◆ Problem statement
Please look for the string "wall" below and report every line in which it occurs.

◆ Dataset content
□ □ □ □ □ □ □

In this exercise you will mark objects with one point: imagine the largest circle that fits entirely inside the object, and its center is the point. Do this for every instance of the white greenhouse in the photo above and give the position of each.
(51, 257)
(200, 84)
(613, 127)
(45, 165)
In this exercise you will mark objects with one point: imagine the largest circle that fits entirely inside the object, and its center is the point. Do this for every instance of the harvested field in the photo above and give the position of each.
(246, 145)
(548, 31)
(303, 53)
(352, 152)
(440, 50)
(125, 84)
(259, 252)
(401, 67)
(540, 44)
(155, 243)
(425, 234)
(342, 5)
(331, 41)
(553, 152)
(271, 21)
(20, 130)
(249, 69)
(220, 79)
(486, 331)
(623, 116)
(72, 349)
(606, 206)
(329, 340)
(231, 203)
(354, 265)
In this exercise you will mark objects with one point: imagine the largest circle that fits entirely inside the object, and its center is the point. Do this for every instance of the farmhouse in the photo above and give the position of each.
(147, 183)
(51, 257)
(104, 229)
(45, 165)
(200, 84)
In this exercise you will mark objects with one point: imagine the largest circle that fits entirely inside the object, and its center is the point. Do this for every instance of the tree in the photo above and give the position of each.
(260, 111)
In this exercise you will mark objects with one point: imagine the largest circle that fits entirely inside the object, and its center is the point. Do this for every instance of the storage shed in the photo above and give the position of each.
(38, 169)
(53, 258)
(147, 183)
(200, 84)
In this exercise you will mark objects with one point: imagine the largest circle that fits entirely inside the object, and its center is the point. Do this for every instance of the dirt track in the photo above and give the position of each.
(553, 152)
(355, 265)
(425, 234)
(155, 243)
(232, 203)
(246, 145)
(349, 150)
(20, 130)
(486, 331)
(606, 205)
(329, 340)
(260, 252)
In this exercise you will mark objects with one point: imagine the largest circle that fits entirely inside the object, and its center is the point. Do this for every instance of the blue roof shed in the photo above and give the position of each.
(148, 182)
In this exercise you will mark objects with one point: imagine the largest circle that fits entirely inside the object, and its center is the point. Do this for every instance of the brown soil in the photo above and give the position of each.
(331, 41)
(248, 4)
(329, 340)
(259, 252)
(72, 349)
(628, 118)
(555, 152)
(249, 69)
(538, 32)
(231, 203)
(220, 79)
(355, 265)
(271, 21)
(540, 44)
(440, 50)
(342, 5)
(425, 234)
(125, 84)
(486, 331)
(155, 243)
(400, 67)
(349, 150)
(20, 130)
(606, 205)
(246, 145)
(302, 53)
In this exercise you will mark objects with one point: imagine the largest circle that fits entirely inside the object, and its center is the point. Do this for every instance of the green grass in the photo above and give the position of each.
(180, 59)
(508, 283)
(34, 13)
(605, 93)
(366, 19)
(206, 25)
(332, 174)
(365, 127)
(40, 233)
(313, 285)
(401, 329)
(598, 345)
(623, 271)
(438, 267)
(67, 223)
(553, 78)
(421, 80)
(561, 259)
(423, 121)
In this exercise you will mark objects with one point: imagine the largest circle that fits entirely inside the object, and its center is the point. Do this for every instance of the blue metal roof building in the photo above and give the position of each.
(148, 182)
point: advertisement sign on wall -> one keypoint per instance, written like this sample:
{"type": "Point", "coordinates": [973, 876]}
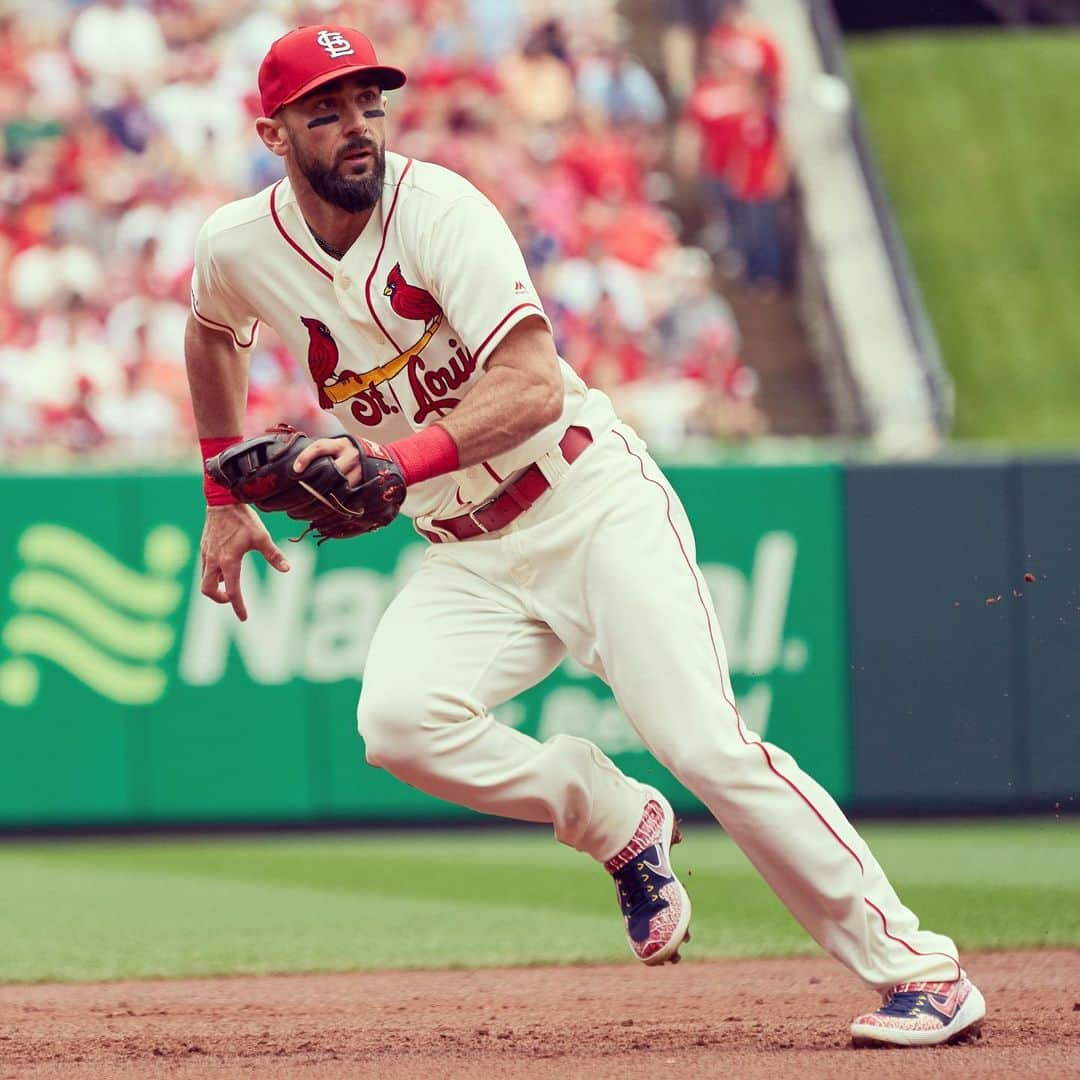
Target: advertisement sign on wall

□ □ □ □ □ □ □

◆ Finished task
point: advertisement sign on wall -> one keypoint per instance, written like this sample:
Target: advertisement sign on wall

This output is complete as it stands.